Written task >> Write out the records below word for word, beginning with the line that contains "pink top for" and continuing through the end of the records.
***
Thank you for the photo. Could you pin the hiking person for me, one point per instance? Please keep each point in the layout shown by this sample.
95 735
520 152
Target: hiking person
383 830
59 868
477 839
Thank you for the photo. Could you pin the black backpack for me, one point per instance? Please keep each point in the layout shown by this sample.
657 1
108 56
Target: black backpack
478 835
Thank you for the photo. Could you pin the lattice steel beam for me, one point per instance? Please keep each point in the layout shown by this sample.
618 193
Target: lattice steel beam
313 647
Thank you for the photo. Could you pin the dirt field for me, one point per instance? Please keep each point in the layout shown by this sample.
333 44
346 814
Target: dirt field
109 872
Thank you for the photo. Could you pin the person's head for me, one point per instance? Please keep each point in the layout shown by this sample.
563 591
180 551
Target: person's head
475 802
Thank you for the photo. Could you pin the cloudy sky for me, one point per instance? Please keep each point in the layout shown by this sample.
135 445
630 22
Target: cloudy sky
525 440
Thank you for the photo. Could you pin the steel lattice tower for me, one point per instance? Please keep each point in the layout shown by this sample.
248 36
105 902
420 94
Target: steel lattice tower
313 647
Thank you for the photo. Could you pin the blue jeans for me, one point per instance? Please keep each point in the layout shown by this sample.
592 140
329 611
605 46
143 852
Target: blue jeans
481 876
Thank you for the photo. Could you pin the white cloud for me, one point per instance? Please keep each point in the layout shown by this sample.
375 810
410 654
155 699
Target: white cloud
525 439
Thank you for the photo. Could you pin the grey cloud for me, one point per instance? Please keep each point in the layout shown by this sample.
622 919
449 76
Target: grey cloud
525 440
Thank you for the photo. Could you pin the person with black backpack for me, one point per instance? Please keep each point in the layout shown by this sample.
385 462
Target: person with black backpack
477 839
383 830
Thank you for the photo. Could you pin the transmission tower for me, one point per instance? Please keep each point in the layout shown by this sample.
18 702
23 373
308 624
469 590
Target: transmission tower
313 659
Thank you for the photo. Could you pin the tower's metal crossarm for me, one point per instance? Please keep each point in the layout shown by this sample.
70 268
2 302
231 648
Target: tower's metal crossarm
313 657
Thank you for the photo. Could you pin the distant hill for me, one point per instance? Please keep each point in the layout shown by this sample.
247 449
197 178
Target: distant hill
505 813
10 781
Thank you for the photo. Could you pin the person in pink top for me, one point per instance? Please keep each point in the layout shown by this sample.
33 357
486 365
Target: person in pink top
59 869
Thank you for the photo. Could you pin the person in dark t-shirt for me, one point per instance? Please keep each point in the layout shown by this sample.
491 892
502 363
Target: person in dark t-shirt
***
Task response >>
Thank you for the photo. Could you pin the person in pink top for me, one point per instance? Please keep each point in the layout shown by this sample.
33 357
486 365
Target: person in pink top
59 869
Thank you for the photo. Could you pin the person in dark t-shirt for me, one point per instance? Please keep each point in the layout shown by this sample.
491 892
502 363
Target: person in dark t-shirt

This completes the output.